### Dataset entries

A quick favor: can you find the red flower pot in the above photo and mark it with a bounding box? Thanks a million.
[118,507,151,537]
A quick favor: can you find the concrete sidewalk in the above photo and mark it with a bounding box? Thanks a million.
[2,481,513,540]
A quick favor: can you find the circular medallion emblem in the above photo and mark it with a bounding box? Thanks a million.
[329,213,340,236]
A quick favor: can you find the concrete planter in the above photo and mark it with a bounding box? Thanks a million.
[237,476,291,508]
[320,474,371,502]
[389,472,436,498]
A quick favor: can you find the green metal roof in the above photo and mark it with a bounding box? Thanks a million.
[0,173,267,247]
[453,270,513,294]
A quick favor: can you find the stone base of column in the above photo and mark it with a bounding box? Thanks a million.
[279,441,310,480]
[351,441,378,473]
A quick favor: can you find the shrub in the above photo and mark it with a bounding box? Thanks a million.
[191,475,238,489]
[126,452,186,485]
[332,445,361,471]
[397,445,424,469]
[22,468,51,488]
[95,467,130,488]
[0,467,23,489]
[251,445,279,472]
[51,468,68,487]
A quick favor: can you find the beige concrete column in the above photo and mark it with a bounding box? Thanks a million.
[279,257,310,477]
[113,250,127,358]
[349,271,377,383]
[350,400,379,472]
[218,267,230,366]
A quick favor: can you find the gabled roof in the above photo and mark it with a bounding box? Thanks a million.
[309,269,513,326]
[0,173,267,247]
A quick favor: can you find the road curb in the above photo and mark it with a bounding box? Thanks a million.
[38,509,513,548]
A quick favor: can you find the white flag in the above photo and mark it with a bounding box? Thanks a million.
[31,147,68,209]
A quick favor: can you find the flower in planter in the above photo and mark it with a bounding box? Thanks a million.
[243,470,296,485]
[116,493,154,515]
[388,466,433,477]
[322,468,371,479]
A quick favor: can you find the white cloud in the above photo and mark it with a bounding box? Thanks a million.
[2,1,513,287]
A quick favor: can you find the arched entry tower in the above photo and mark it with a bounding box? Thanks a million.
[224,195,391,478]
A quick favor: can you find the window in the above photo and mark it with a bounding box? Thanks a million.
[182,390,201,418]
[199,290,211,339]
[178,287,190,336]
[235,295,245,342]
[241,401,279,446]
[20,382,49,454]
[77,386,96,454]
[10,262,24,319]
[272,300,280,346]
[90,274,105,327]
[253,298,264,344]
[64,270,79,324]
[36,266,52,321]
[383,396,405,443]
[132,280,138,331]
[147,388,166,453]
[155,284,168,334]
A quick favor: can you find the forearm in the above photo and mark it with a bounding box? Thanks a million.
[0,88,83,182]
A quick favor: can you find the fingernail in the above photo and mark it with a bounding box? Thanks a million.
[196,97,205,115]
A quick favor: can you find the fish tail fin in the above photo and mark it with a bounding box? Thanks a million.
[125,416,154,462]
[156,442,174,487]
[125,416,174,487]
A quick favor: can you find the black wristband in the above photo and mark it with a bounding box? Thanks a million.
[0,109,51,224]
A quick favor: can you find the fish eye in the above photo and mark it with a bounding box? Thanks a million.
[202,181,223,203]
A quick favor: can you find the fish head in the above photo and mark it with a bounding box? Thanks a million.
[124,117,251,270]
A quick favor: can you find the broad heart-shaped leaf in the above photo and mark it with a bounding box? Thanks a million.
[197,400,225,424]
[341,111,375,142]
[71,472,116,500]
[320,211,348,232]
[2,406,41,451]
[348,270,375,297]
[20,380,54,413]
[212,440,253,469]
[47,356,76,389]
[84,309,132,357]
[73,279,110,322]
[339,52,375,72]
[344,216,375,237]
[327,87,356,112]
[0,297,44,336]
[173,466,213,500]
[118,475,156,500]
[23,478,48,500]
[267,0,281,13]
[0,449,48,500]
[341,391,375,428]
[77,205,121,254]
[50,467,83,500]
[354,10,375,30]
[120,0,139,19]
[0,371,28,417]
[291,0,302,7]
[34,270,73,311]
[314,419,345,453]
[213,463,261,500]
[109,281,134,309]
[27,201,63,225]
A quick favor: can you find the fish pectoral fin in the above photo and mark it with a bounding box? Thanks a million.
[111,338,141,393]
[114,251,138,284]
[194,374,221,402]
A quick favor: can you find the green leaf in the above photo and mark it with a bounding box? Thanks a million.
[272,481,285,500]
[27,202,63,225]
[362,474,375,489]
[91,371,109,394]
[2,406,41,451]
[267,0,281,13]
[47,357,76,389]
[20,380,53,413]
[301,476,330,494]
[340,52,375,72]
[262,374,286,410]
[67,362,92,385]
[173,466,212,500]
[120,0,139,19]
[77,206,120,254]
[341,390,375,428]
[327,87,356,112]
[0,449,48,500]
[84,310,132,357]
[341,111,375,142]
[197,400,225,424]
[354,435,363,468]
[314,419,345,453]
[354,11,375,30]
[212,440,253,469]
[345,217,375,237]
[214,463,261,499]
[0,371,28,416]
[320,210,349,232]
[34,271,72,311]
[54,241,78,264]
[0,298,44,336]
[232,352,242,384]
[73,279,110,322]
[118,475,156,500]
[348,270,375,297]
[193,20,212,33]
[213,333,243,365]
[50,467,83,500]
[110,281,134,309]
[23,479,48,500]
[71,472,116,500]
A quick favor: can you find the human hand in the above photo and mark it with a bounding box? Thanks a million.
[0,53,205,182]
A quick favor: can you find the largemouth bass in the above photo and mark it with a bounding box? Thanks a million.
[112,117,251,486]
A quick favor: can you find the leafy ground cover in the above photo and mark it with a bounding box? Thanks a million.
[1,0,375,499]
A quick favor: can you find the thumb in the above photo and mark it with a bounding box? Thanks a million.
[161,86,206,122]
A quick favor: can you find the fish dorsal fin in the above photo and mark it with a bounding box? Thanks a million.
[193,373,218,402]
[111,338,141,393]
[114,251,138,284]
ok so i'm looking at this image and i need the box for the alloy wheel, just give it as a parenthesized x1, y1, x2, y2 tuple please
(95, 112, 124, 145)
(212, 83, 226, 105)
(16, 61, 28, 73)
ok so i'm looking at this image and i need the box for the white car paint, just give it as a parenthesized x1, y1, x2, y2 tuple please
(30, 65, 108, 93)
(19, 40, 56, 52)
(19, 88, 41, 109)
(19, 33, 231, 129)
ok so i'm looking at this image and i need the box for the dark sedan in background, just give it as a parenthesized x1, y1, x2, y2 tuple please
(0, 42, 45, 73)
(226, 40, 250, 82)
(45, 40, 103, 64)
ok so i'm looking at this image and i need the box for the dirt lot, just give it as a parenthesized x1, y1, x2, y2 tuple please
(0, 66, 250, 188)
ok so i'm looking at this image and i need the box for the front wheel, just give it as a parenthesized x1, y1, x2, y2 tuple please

### Task objective
Precisely reproduce all the entries shown above.

### Your solution
A quick favor: can you find the red flower pot in the above photo and mark it with a bounding box? Thanks a million.
[118,507,151,537]
A quick favor: can you find the concrete sidewalk in the above photo and mark it with a bounding box? Thanks a million.
[2,481,513,540]
A quick favor: can you find the circular medallion emblem in the above photo and mark it with a bounding box? Thanks a million.
[329,213,340,236]
A quick favor: can you find the concrete planter in the above photo and mark it with a bounding box? Thanks a million.
[237,476,291,508]
[320,474,371,502]
[389,472,436,498]
A quick favor: can you find the green metal roof in the above photo and mark it with a bounding box? Thanks a million.
[0,173,267,247]
[453,270,513,294]
A quick favor: can you find the stone base of column in the above photo and mark it with a bounding box? Thanks a million.
[279,441,310,480]
[351,441,378,473]
A quick favor: can you find the shrub in the above photo and mark it with a bounding box? Thanks a million.
[191,475,238,489]
[126,452,186,485]
[332,445,361,471]
[397,445,424,469]
[22,468,51,488]
[95,467,130,488]
[0,467,23,489]
[251,445,279,472]
[51,468,68,487]
A quick favor: can you find the beige concrete column in the above photo and mark it with a bounding box? Thanks a million.
[279,257,310,477]
[113,250,127,358]
[349,271,377,383]
[350,400,379,472]
[218,267,230,366]
A quick favor: can you find the gabled roof in the above photo and mark it with a bounding box? Thanks a million.
[309,269,513,326]
[0,173,267,247]
A quick favor: can you find the road curb in the above photo and mark it with a bounding box? Thanks a million.
[38,509,513,548]
A quick favor: can you find the white flag in the above photo and mark it with a bounding box? Thanks a million.
[31,147,68,209]
A quick favor: can you find the flower in planter in the above photo and mark it with a bounding box? Thanks a million.
[243,470,296,485]
[116,493,154,515]
[388,466,433,477]
[322,468,371,479]
A quick favor: can you find the white cloud in the above photo and mark it with a bounding box? Thanks a million.
[2,1,513,287]
A quick favor: can you find the arched entry tower in the above photo and mark it with a bounding box? Thanks a million.
[224,195,391,478]
A quick favor: can you find the window in the above photo and mark it with a bounding box? Thanks a million.
[182,390,201,418]
[199,290,211,339]
[178,287,190,336]
[235,295,245,342]
[241,401,279,446]
[20,382,49,454]
[77,386,96,454]
[10,262,24,319]
[272,300,280,346]
[90,274,105,327]
[253,298,264,344]
[64,270,79,324]
[36,266,52,321]
[383,396,405,443]
[132,280,138,331]
[147,388,166,453]
[155,284,168,334]
A quick favor: can you find the forearm in the above photo and mark it with a bounding box? Thanks a million.
[0,88,83,182]
A quick favor: can you find the fingernail in the above photo and mark it with a bounding box? Thanks a million.
[196,97,205,115]
A quick favor: can you find the fish tail fin in the above photo and mark it with a bounding box? Thanks a million.
[125,416,154,462]
[156,442,174,487]
[125,416,174,487]
A quick favor: can you find the black wristband in the above photo and mark it with a bounding box? Thanks a million.
[0,109,51,224]
A quick favor: can you find the fish eye in the above photo and mark it with a bounding box? Thanks a million.
[202,181,223,203]
A quick favor: can you find the fish head in the above photo and mark it with a bounding box? Thanks a million.
[124,117,251,270]
A quick favor: can you find the broad heart-shaped leaf in the above photo and mark it with a bounding box? Thanks a million.
[197,400,225,424]
[341,111,375,142]
[71,472,116,500]
[320,211,348,232]
[2,406,41,451]
[348,270,375,297]
[20,380,54,413]
[212,440,253,469]
[47,356,76,389]
[84,309,132,357]
[73,279,110,322]
[339,52,375,72]
[344,216,375,237]
[327,87,356,112]
[0,297,44,336]
[173,466,213,500]
[118,475,156,500]
[23,478,48,500]
[267,0,281,13]
[0,449,48,500]
[341,391,375,428]
[77,205,121,254]
[50,467,83,500]
[354,10,375,30]
[120,0,139,19]
[0,371,28,417]
[291,0,302,7]
[34,270,73,311]
[314,419,345,453]
[213,463,261,500]
[109,281,134,309]
[27,201,63,225]
A quick favor: can you find the fish pectoral fin in the above photo and mark it with a bounding box? Thanks a million.
[111,338,141,393]
[114,251,138,284]
[194,374,221,402]
A quick favor: can you find the green leaf in the above photo and mark it with a bounding box? Thanks a million.
[272,481,285,500]
[27,202,63,225]
[362,474,375,489]
[91,371,109,394]
[2,406,41,451]
[267,0,281,13]
[47,357,76,389]
[20,380,53,413]
[301,476,330,494]
[340,52,375,72]
[262,374,286,410]
[67,362,92,385]
[173,466,212,500]
[120,0,139,19]
[77,206,120,254]
[341,390,375,428]
[327,87,356,112]
[0,449,48,500]
[84,310,132,357]
[341,111,375,142]
[197,400,225,424]
[354,435,363,468]
[314,419,345,453]
[354,11,375,30]
[212,440,253,469]
[345,217,375,237]
[214,463,261,499]
[0,371,28,416]
[320,210,349,232]
[34,271,72,311]
[54,241,78,264]
[0,298,44,336]
[232,352,242,384]
[73,279,110,322]
[118,475,156,500]
[348,270,375,297]
[193,20,212,33]
[213,333,243,365]
[50,467,83,500]
[110,281,134,309]
[23,479,48,500]
[71,472,116,500]
A quick favor: can you find the human hand in the above photo and mark it with a bounding box? Thanks a million.
[0,53,205,182]
A quick favor: can you find the largemouth bass in the above photo and mark it with a bounding box? Thanks a million.
[112,117,251,486]
A quick favor: can you find the leafy ground cover in the above photo and mark it with a bounding box? Thanks a million.
[1,0,375,499]
A quick favor: can you find the thumb in the above photo and mark it with a bounding box? Thanks a million.
[161,86,206,122]
A quick favor: can you find the fish dorsal fin in the above photo and mark it with a bounding box? Thanks a million.
[193,373,218,402]
[111,338,141,393]
[114,251,138,284]
ok so i'm looking at this image and i need the box for the alloy wheel, just give it as a parenthesized x1, y1, x2, y2 tuple please
(95, 112, 124, 145)
(212, 83, 226, 105)
(16, 61, 28, 73)
ok so i'm looking at this image and i need the box for the white car paint, just give it as a parenthesized x1, y1, x2, y2 tuple please
(30, 65, 108, 93)
(19, 40, 56, 52)
(19, 88, 41, 109)
(19, 33, 231, 129)
ok so i'm looking at this image and i need the box for the dark sedan in background, just give it as a parenthesized x1, y1, x2, y2 tuple please
(0, 42, 45, 73)
(226, 40, 250, 82)
(45, 40, 103, 64)
ok so i'm looking at this image and i need the box for the dirt lot, just give it as a parenthesized x1, y1, x2, y2 tuple please
(0, 66, 250, 188)
ok so i'm looking at this image and i need the box for the front wheel, just give it as a parenthesized x1, y1, x2, y2 tuple please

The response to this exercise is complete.